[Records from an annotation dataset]
########################################
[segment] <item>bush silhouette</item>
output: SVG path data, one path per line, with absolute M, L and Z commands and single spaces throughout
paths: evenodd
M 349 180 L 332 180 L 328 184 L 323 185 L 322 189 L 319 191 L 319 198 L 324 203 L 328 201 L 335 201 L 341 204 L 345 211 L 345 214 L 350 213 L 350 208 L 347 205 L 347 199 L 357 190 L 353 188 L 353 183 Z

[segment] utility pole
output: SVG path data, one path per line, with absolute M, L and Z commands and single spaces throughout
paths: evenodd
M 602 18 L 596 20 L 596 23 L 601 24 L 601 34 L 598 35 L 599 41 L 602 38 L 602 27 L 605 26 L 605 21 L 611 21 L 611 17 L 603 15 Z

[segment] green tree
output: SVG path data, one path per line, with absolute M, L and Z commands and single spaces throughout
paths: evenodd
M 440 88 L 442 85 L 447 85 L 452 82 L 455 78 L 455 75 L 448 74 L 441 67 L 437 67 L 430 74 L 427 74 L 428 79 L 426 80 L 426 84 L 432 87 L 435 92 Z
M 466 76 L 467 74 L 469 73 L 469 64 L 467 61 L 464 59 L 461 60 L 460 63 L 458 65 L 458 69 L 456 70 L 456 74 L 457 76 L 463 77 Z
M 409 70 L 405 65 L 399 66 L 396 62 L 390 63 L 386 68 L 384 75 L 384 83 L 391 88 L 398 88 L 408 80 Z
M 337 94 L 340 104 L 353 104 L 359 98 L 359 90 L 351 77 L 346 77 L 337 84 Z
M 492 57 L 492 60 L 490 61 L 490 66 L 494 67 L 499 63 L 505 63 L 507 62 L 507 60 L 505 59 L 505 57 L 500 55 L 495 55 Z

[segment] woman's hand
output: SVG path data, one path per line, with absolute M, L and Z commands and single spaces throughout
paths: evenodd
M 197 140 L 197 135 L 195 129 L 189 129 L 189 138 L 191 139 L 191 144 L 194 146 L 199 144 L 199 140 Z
########################################
▶ _TASK TO COMPLETE_
Retype all of the material above, line for line, with no changes.

▶ _RESULT_
[segment] <item>bush silhouette</item>
output: SVG path data, one path per line, with absolute M, L and Z commands and single spaces throughout
paths: evenodd
M 349 180 L 332 180 L 328 184 L 323 185 L 322 189 L 319 191 L 319 198 L 324 203 L 328 201 L 335 201 L 341 204 L 345 211 L 345 214 L 350 213 L 350 208 L 347 205 L 347 199 L 357 190 L 353 188 L 353 183 Z

[segment] utility pole
output: SVG path data, one path per line, with absolute M, L and Z commands and single spaces throughout
paths: evenodd
M 602 18 L 596 20 L 596 23 L 601 24 L 601 34 L 598 35 L 599 41 L 602 38 L 602 27 L 605 26 L 605 21 L 611 21 L 611 17 L 603 15 Z

[segment] green tree
output: SVG path data, one path per line, with absolute M, L and Z commands and single spaces throughout
paths: evenodd
M 440 88 L 442 85 L 447 85 L 452 82 L 455 78 L 455 75 L 448 74 L 441 67 L 437 67 L 430 74 L 427 74 L 428 79 L 426 80 L 426 84 L 432 87 L 435 92 Z
M 466 76 L 467 74 L 469 73 L 469 64 L 467 61 L 464 59 L 461 60 L 460 63 L 458 65 L 458 69 L 456 70 L 456 74 L 457 76 L 463 77 Z
M 409 70 L 405 65 L 399 66 L 396 62 L 390 63 L 386 68 L 384 75 L 384 83 L 391 88 L 398 88 L 408 80 Z
M 337 94 L 340 104 L 353 104 L 359 98 L 359 90 L 351 77 L 346 77 L 337 84 Z
M 492 57 L 492 60 L 490 61 L 490 66 L 494 67 L 499 63 L 505 63 L 507 62 L 507 60 L 505 59 L 505 57 L 500 55 L 495 55 Z

[segment] woman's hand
output: SVG path data, one path per line, with absolute M, L and Z commands and single spaces throughout
paths: evenodd
M 197 140 L 197 135 L 195 129 L 189 129 L 189 138 L 191 139 L 191 144 L 194 146 L 199 144 L 199 140 Z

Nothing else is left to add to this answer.